── Supplied data ──

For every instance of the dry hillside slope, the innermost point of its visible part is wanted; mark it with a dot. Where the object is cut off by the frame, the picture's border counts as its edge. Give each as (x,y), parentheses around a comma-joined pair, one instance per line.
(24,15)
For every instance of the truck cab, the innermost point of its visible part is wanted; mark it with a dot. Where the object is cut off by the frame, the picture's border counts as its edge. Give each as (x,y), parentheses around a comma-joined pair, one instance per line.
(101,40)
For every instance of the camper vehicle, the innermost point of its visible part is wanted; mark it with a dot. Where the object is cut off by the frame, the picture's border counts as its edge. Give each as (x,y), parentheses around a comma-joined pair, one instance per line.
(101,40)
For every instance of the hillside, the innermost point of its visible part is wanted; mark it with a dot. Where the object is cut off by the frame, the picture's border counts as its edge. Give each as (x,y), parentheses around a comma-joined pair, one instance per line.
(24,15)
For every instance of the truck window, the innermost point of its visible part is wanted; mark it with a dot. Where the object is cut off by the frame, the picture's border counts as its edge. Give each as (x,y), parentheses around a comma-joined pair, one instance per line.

───

> _Given problem_:
Present each of the items above as an entry in a numbered list, omitting any blank lines.

> _Result for this task_:
1. For every instance of the dry hillside slope, the innermost point of its visible part is wanted; mark it with a dot. Where the object is cut off by the frame, the picture's border counts as its edge. Give each as (x,y), parentheses around a comma-joined pair, one instance per line.
2. (24,15)
3. For every instance of the truck cab, the innermost point of its visible part is wanted; mark it with a dot. Where the object is cut off by the frame, the picture's border counts as its edge. Give each as (x,y), parentheses around a comma-joined pair, one instance per line.
4. (101,40)
5. For every instance of the camper vehicle, the innermost point of its visible part is wanted; mark it with a dot. Where the object is cut off by the frame, the picture's border counts as its edge. Give each as (x,y), parentheses around a comma-joined pair, one instance per line.
6. (101,40)
7. For every instance of the hillside, the innermost point of its visible part is wanted; mark it with a dot. Where the object is cut off by the frame, the picture's border counts as its edge. Give each as (x,y), parentheses around a comma-joined pair, one instance per line.
8. (24,15)
9. For every instance of the truck window, the innermost point of its visible part is wanted; mark it with a dot. Where the object is cut off by the frame, the picture's border counts as its edge. Give each as (x,y), parentheses around a comma-joined pair, one instance per line.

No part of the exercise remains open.